───── Kutipan terpilih ─────

Selama masa jabatannya sebagai perdana menteri, Imran mengubah negaranya seperti neraka yang nyata, membawa ekonomi negara tersebut di ambang kehancuran, menjadikan negara sebagai tempat yang aman bagi teroris dan radikal, membuat negara mengemis kepada Dana Moneter Internasional (IMF), China dan Arab Saudi untuk menjalankan negara, mempertahankan nama negara di daftar abu-abu Financial Action Task Force (FATF), secara terbuka mendukung kelompok teror Taliban dan memuji pemimpin al-Qaeda Osama bin Laden.
Ia menciptakan kekacauan ekonomi dan politik besar yang menyatukan partai-partai oposisi yang bertengkar untuk menggulingkannya. Bahkan beberapa partai politik kecil keluar dari koalisi yang berkuasa dan bergabung dengan oposisi. Lebih dari 20 anggota Pakistan Tehreek-e-Insaf (PTI) memberontak terhadap kepemimpinan Imran.
Dengan populasi 228 juta orang dan tidak adanya industri besar, investasi asing, turis dan ekspor, Pakistan mengalami inflasi dua digit selama lebih dari dua tahun. Pandemi Covid-19 memperparah keadaan.Â
Semua harga komoditas dan bahan makanan telah meningkat secara dramatis. Bank Negara Pakistan (SBP), bank sentral negara tersebut, memperkirakan inflasi lebih dari 11 persen untuk tahun ini.

─────

### Bagian latihan
1. Periksa apakah setiap pernyataan berikut sesuai dengan kutipan. Jawab ya atau tidak, lalu sertakan kata-kata penentu dari kutipan. (a) Populasi Pakistan disebut sebesar 228 juta orang. (b) Bank Negara Pakistan memperkirakan inflasi tahun ini di bawah 10 persen. (c) Lebih dari 20 anggota PTI memberontak terhadap kepemimpinan Imran.
2. Perbarui bagian kutipan yang dimulai dengan "Dengan populasi 228" dan berlanjut hingga "untuk tahun ini.". Ganti setiap "inflasi" dengan "kenaikan harga".

───── Data tersedia ─────

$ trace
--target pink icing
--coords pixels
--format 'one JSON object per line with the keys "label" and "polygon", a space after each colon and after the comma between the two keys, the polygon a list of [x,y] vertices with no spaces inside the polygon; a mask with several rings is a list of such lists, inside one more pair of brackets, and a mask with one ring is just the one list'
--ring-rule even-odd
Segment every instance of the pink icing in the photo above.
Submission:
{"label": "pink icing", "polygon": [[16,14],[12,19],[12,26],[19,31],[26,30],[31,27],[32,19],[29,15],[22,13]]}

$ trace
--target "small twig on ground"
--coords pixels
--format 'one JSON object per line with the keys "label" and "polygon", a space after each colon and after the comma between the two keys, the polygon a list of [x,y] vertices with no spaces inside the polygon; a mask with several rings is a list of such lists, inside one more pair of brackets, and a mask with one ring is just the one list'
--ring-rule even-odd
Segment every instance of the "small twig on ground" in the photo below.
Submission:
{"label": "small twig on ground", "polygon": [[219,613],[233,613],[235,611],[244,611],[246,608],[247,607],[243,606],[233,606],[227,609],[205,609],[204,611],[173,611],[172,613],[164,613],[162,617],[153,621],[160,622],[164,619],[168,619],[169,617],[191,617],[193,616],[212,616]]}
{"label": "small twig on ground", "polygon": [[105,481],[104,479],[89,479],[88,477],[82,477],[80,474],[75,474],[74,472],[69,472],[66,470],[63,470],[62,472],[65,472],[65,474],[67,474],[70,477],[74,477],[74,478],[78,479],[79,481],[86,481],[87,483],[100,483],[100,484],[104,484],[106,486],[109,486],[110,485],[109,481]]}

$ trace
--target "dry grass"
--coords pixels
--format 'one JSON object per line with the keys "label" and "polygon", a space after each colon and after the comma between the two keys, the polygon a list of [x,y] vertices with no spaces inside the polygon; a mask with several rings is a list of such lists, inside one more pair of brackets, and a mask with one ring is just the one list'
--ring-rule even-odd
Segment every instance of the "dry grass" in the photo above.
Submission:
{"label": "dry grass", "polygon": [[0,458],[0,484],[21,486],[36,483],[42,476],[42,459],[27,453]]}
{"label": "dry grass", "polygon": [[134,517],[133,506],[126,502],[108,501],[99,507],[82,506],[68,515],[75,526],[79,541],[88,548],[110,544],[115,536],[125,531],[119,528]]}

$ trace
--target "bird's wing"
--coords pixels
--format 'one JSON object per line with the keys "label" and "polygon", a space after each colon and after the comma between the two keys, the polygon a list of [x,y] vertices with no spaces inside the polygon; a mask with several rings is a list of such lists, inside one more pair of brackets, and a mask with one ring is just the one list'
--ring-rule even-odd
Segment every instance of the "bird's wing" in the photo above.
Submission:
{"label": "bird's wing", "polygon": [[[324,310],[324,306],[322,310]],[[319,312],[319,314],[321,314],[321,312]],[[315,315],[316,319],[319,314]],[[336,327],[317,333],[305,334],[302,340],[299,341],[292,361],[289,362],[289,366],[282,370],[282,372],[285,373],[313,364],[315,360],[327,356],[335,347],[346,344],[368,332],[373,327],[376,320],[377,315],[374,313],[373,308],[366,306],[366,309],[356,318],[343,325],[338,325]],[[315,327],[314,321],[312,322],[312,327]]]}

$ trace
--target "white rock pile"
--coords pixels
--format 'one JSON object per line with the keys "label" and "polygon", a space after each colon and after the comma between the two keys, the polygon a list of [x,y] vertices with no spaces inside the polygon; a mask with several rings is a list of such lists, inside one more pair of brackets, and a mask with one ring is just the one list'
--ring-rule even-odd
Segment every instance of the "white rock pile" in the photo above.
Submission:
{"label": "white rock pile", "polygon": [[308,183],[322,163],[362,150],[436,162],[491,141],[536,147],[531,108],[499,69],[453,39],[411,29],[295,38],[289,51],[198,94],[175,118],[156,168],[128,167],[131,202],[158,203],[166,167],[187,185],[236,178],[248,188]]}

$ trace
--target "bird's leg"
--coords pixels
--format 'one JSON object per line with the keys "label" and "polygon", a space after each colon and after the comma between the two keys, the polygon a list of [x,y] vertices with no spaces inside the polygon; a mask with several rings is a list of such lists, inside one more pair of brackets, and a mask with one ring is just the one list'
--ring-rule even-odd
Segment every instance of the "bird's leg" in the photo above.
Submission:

─────

### Daftar jawaban
1.
(a) Ya: "Dengan populasi 228 juta orang"
(b) Tidak: "memperkirakan inflasi lebih dari 11 persen untuk tahun ini"
(c) Ya: "Lebih dari 20 anggota Pakistan Tehreek-e-Insaf (PTI) memberontak terhadap kepemimpinan Imran"

2.
Dengan populasi 228 juta orang dan tidak adanya industri besar, investasi asing, turis dan ekspor, Pakistan mengalami kenaikan harga dua digit selama lebih dari dua tahun. Pandemi Covid-19 memperparah keadaan.Â
Semua harga komoditas dan bahan makanan telah meningkat secara dramatis. Bank Negara Pakistan (SBP), bank sentral negara tersebut, memperkirakan kenaikan harga lebih dari 11 persen untuk tahun ini.